#### [What you are asked to do]
Some lines in the entries contain the word "street". Copy all of them.

#### [Exercise data]

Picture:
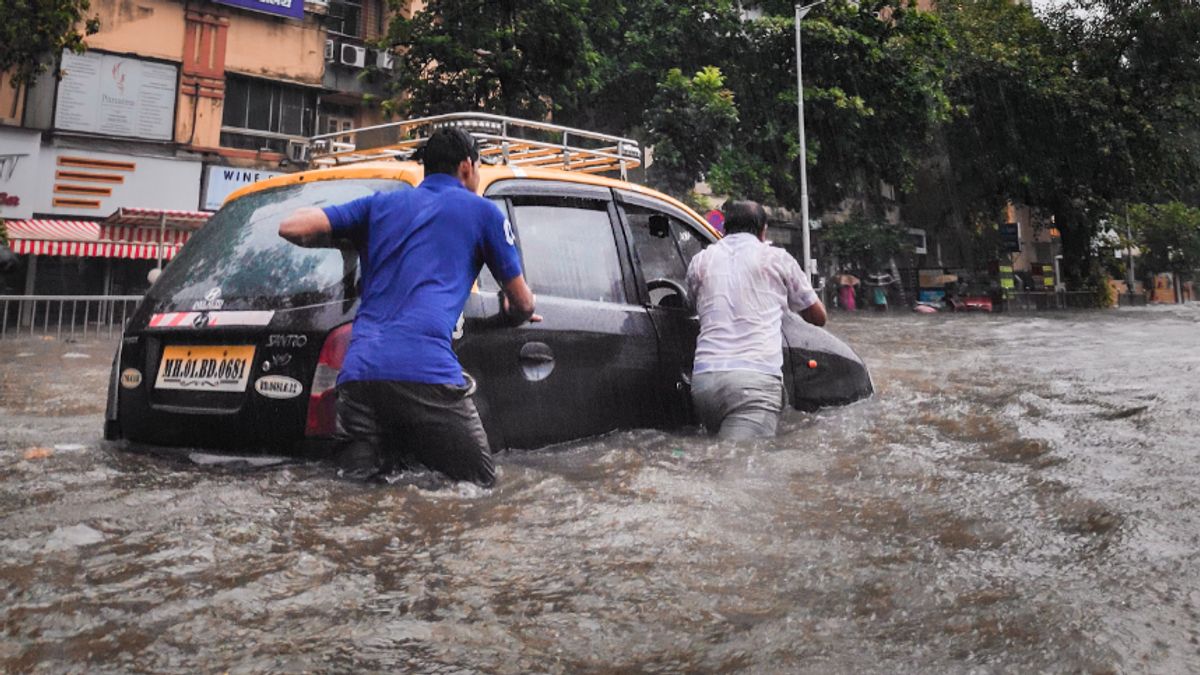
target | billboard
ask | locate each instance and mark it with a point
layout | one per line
(117, 96)
(291, 9)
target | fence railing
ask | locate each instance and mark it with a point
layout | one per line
(1053, 300)
(75, 316)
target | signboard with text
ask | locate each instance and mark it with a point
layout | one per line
(117, 96)
(222, 181)
(291, 9)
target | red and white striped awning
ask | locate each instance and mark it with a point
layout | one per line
(155, 217)
(91, 239)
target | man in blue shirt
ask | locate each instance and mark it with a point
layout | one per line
(401, 390)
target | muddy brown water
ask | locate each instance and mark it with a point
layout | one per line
(1021, 495)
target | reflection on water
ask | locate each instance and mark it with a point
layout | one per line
(1019, 496)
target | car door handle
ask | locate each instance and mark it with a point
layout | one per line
(537, 360)
(537, 352)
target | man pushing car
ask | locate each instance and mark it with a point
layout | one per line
(401, 392)
(742, 286)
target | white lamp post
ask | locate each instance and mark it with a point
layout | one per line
(804, 154)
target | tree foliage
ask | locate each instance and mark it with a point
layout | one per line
(873, 99)
(30, 30)
(689, 121)
(1087, 107)
(964, 109)
(864, 243)
(1168, 236)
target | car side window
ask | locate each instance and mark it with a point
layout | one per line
(487, 282)
(568, 248)
(690, 243)
(654, 243)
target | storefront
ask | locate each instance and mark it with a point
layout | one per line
(108, 257)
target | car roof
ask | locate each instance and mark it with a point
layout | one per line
(413, 173)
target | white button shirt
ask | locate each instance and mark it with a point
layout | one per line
(741, 287)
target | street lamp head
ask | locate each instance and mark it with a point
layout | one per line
(801, 12)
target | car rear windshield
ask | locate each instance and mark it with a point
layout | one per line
(240, 252)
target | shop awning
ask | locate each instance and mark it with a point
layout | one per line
(127, 233)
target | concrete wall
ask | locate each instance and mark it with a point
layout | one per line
(276, 48)
(148, 28)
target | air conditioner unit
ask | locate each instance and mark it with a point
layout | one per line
(298, 151)
(354, 55)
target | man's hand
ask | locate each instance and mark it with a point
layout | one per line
(307, 227)
(815, 314)
(517, 302)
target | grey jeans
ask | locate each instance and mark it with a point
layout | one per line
(738, 404)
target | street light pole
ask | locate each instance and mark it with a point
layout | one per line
(804, 154)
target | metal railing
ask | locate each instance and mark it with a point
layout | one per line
(503, 139)
(75, 316)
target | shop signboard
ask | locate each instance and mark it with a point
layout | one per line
(221, 181)
(291, 9)
(117, 96)
(19, 149)
(72, 181)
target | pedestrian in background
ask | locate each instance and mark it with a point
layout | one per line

#### [Answer space]
target | street lamp head
target | street light pole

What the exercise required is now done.